■ **Records provided**:
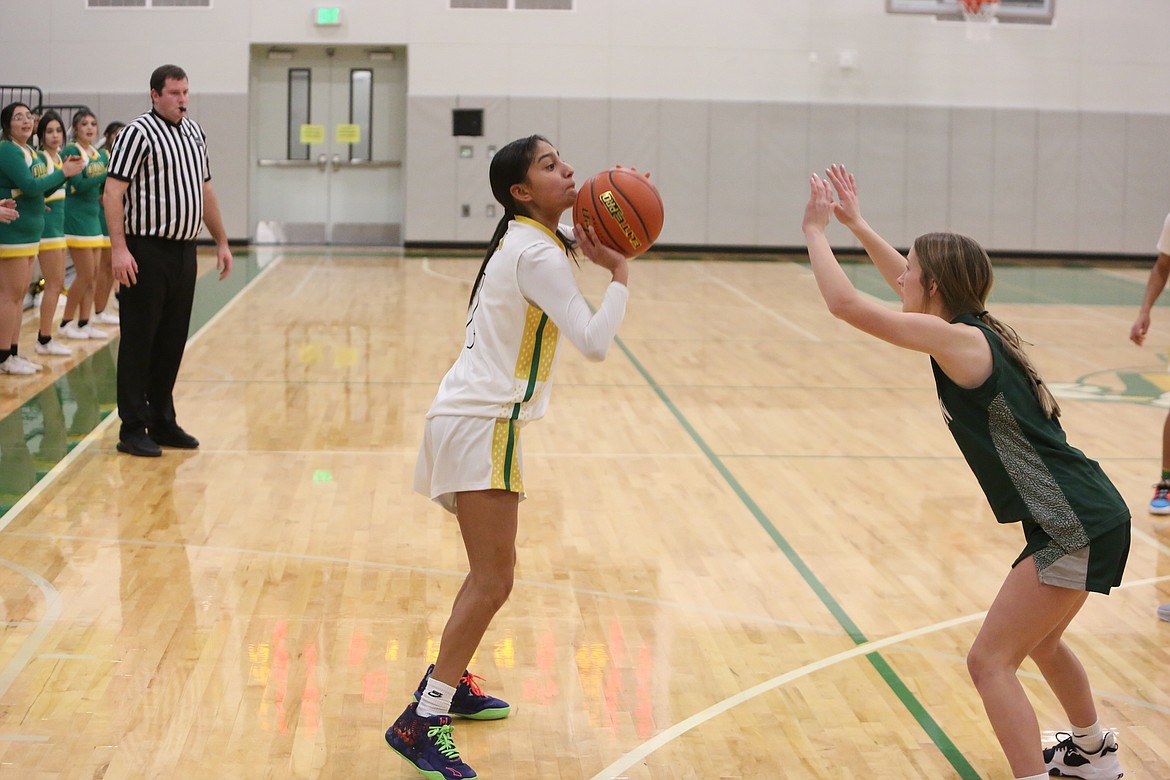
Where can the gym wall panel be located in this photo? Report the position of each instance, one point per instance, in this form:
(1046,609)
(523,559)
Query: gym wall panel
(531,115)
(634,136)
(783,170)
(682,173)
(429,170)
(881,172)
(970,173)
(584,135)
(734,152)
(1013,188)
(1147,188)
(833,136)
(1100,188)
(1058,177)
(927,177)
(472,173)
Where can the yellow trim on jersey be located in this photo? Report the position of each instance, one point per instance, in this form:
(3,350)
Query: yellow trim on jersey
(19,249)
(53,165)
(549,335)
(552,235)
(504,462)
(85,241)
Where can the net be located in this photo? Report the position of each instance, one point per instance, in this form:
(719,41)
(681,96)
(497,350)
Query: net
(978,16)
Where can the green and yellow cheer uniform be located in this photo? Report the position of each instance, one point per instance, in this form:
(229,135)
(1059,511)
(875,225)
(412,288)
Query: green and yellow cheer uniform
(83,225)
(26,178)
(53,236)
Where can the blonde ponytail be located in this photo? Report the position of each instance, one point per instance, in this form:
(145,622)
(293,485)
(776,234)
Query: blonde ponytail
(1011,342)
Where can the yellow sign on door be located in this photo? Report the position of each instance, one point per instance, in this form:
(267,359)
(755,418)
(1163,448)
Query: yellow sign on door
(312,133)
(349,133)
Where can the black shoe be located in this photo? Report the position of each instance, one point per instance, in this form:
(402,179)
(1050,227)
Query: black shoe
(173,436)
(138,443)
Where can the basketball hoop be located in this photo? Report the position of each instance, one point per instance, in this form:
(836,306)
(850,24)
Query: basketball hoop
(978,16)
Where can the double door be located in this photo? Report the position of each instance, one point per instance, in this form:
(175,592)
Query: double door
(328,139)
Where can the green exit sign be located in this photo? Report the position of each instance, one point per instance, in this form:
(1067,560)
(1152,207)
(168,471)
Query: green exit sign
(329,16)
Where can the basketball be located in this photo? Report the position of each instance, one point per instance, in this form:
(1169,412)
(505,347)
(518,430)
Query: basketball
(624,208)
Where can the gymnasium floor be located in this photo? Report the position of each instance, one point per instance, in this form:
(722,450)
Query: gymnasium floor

■ **What you have to do**: In the copy, keep every line of the data above exactly and drop each picture.

■ **Result of the exercise**:
Where can the gym wall panel be located in this photo? Report the position of each instance, one point per instance, in this form:
(1046,609)
(523,559)
Query: gym wall panel
(531,115)
(634,136)
(783,170)
(682,173)
(429,170)
(881,172)
(970,173)
(584,135)
(734,152)
(1013,188)
(1147,188)
(833,136)
(1100,188)
(1058,177)
(927,177)
(472,173)
Where can the yellow trim on jersey be located in this photo? Report the position of each instance, one point per instance, in this form:
(3,350)
Query: yellow trim on jersey
(19,249)
(53,165)
(549,335)
(552,235)
(504,462)
(85,241)
Where can the net be located in this photo? Report the position of each instance, one point per instance, in this form:
(719,41)
(681,96)
(497,350)
Query: net
(978,16)
Where can the green and yellow cheer uniform be located in this photo? Report the position of each instance, one point per instance, in this form:
(229,135)
(1059,511)
(875,225)
(412,288)
Query: green and yellow cheer uniform
(83,225)
(26,178)
(53,236)
Where can the blonde ponytail be located in this photo? Report the position of each instance, one point per instance, in this form:
(145,622)
(293,485)
(776,234)
Query: blonde ponytail
(1011,342)
Where can the yellow sign on door be located in this photo? Report the position of each instance, one point per instance, in this form:
(267,359)
(755,418)
(1163,448)
Query: yellow sign on door
(312,133)
(349,133)
Where can the black shoe be located in this photo? Report the position of each instance, one point per instance, in this form:
(402,179)
(1050,227)
Query: black shoe
(173,436)
(138,443)
Where can the basketball hoop be located in this photo? Report the position of each instance, one point per instance, in this form:
(836,306)
(850,24)
Query: basketball hoop
(978,16)
Where can the double door be located in this photo? Report the position of each instance, one point per instance, in this form:
(175,592)
Query: double door
(328,139)
Where can the green exit sign be located in this photo? Report the position of each instance, one point per instance, in this form:
(1067,560)
(1152,207)
(168,471)
Query: green exit sign
(329,16)
Where can the basketball be located in this photo? Report the position of each instance, one point per instance, in this form:
(1169,412)
(505,347)
(518,430)
Query: basketball
(624,208)
Where can the gymnasium floor be located in this photo? Report the position of each instance, one point per instance, in this form:
(722,450)
Query: gymnasium floor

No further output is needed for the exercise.